+++ PAGE EXTRACT +++
Friday, March 13, 2015

Movie Review: The Imitation Game

Nominated for film of the year, many recently-made fans grumbling its failure to win, newspapers and magazines flaring up with endless praise, I’m sure everyone has heard of The Imitation Game. This world war two thriller tells the story of the historical hero, Alan Turing, and it seems about time that he gets the attention he deserves. Stripped from its history and themes, The Imitation Game delights, thrills, and ultimately succeeds to seize the attention of movie-goers. However, as we remember the purpose of historical stories, or stories in general, it loses quite a bit of its value.

Now, I refuse to fling out anything captious towards this film before I crown it with the respect it deserves, for The Imitation Game succeeded in many aspects. Reasonably I can assume that most people have noticed the hideous trap most thrillers fall into of shallow characters, poor acting, cliché plotting, and most other elements, all for the sake of thrills. Imitation Game rises above these failures and demonstrates that films with depth are more memorable. And peeling them back layer by layer, the film truly fleshes out its characters and paints them complicated and believable. The acting is superb, the filming is excellent, and the writers turned up the suspense to a maximum.

However, it does waste some time on backstory. These scenes seem unimportant. We have no need to know the history of why Turing is the way he is, but merely that he is the way he is. In many films, backstory slips smoothly into the plot and serves as another way to provide information about a character. But as we watch Turing try to win the war, the scenes already flesh out all of the necessary information; there is no need to clarify characteristics already made clear, especially when it disrupts the film’s primary plot. Also, in the end, the entire plot shifts from winning a war to overcoming gay-rejection; I have no issue with plot twists, but a plot twist can seem silly when the twisted plot only lasts for the last ten minutes and shares no organic unity with the rest of the film. However, viewers can easily ignore these faults, for the rest of the film is wonderful.

The Imitation game is a true story, and when I watch a true story, I always make sure to read up on the history after my viewing. Everything seemed rather believable in the film, and so I found myself aggravated when I read up on what really occurred in the tale of Alan Turing. The film paints him as an almost Spock-like character, rather clueless of social clues and not very likeable. He seemed like a genius who would much rather save the world on his own than have to work along-side others. After my research, I found out that the real Turing happily and willingly worked with his co-workers, he was a very nice man, and most people loved him. His team was a very tight unit; they worked with Turing because they liked him, not because they were forced to. This means that the film of Turing’s life completely changed his personality, assumedly for the sake of a “quirky” character, as is the trend these days.

Also, the film never clearly states when Turing died, but it informs the audience that Turing died at the age of 41 in direct response to the claims of him struggling to cope with the sex hormones he was taking. However, nobody quite knows how or why Turing died; in fact, many believe that it was an accident, and present a very good argument of why – you can read up on it if you would like to know. Turing did not die until a year after the trial, and so the likelihood of the death responding to the hormones seems low.
+++
▸ **EXERCISES**
1. In one to three sentences, explain why the movie review calls the film's backstory scenes unnecessary.
2. Quote the movie review word for word, starting with "Friday, March 13, 2015" and going on through "of its value.".
+++ EXTRACTED DATA +++
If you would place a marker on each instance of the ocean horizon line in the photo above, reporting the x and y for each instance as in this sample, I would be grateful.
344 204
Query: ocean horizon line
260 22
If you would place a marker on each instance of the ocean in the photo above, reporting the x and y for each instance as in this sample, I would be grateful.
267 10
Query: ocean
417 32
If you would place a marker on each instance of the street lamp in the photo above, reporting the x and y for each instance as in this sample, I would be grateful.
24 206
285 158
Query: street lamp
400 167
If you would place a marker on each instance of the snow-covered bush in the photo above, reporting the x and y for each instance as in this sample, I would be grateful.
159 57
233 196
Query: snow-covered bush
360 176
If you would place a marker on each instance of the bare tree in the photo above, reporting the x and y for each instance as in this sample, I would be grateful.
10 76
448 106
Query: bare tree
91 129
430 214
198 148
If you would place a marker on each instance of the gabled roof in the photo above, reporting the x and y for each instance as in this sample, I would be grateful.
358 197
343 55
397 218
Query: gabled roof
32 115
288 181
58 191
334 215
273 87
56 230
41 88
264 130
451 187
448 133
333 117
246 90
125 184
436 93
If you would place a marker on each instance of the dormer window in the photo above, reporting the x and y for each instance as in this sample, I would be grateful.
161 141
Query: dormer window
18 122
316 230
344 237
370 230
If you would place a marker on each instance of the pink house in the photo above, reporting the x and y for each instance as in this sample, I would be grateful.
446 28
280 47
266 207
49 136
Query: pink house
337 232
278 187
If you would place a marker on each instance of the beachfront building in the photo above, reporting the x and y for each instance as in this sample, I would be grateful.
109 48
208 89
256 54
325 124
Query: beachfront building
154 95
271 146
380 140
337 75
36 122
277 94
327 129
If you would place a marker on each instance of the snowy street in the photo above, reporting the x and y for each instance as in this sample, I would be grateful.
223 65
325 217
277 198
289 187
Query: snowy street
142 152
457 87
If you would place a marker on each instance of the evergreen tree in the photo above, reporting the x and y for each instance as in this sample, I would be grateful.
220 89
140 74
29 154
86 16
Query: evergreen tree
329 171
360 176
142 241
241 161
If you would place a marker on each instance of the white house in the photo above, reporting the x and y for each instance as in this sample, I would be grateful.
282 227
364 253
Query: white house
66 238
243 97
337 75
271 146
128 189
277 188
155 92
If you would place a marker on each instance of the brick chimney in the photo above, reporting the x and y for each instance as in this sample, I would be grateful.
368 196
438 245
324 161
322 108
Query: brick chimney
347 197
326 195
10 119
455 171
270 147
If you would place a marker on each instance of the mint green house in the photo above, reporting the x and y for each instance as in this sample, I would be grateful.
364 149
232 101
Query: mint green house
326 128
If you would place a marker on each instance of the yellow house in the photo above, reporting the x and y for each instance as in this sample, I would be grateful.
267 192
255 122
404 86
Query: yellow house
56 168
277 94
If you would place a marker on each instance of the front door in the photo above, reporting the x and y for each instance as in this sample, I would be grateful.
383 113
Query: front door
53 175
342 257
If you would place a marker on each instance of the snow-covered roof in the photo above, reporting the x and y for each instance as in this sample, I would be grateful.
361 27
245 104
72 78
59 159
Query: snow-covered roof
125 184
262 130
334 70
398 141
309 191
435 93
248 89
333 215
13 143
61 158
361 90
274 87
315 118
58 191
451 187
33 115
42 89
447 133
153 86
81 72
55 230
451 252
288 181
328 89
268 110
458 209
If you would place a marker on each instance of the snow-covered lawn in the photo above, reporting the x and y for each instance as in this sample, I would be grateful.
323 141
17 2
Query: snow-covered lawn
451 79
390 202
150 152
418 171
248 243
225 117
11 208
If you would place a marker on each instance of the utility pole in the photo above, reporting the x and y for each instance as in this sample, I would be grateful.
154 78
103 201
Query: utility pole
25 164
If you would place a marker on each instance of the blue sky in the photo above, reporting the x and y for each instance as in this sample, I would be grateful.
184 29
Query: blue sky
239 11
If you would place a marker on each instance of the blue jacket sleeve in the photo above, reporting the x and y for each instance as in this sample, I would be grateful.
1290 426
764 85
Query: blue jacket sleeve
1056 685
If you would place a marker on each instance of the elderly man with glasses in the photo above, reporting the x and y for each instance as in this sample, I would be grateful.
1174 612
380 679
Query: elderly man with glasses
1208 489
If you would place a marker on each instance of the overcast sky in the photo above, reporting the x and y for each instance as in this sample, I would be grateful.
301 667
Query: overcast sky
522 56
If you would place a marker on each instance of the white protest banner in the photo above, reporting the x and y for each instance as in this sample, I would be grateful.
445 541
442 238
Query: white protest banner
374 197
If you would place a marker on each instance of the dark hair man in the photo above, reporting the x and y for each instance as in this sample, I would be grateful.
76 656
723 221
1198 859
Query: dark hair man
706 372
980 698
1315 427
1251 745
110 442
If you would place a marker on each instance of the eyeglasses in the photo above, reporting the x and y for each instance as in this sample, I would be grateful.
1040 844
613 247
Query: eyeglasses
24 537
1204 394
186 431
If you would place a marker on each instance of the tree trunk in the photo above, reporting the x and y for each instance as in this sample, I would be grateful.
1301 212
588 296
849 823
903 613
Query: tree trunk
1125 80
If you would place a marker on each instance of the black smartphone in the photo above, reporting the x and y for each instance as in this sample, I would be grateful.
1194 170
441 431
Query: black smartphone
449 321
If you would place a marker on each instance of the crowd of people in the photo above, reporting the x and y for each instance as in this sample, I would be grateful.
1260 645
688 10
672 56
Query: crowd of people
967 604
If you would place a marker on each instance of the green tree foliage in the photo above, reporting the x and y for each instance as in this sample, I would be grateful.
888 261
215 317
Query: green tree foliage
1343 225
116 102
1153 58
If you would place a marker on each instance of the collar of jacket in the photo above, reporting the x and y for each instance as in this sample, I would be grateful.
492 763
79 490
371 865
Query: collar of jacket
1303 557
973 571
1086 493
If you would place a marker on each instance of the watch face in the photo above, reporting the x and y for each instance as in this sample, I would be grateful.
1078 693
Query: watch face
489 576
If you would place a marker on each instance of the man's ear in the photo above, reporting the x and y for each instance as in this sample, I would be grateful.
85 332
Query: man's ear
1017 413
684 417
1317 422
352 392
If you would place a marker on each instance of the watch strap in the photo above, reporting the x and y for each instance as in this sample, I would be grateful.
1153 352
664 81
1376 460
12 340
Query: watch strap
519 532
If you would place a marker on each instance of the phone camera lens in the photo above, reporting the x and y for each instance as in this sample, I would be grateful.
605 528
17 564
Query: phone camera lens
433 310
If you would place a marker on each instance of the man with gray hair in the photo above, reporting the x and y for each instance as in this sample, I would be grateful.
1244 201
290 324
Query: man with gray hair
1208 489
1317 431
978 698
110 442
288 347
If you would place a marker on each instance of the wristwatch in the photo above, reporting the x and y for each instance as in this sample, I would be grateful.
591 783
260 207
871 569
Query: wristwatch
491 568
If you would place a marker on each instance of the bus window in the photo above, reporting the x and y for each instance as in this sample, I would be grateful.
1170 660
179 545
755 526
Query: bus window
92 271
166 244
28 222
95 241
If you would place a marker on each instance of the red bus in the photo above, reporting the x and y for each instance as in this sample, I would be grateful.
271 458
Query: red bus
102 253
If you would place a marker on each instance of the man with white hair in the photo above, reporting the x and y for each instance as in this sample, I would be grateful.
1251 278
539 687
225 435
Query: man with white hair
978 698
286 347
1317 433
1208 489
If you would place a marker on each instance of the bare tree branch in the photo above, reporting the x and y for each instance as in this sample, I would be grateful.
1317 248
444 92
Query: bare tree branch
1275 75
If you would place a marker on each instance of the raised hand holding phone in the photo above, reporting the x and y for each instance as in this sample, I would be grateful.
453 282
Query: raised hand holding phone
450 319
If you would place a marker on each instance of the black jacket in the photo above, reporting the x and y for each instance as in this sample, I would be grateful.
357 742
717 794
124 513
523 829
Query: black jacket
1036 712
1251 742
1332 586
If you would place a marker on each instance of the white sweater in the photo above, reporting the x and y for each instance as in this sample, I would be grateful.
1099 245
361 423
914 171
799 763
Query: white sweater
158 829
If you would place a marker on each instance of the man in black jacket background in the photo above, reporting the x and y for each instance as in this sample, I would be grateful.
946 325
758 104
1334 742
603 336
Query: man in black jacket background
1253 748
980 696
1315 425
+++
▸ **RESPONSES PER TASK**
1. The scenes of Turing trying to win the war already flesh out all the necessary information about him, so the backstory only clarifies characteristics that are already clear. It also disrupts the film's primary plot, and the viewer needs to know only that Turing is the way he is, not why.

2.
Friday, March 13, 2015

Movie Review: The Imitation Game

Nominated for film of the year, many recently-made fans grumbling its failure to win, newspapers and magazines flaring up with endless praise, I’m sure everyone has heard of The Imitation Game. This world war two thriller tells the story of the historical hero, Alan Turing, and it seems about time that he gets the attention he deserves. Stripped from its history and themes, The Imitation Game delights, thrills, and ultimately succeeds to seize the attention of movie-goers. However, as we remember the purpose of historical stories, or stories in general, it loses quite a bit of its value.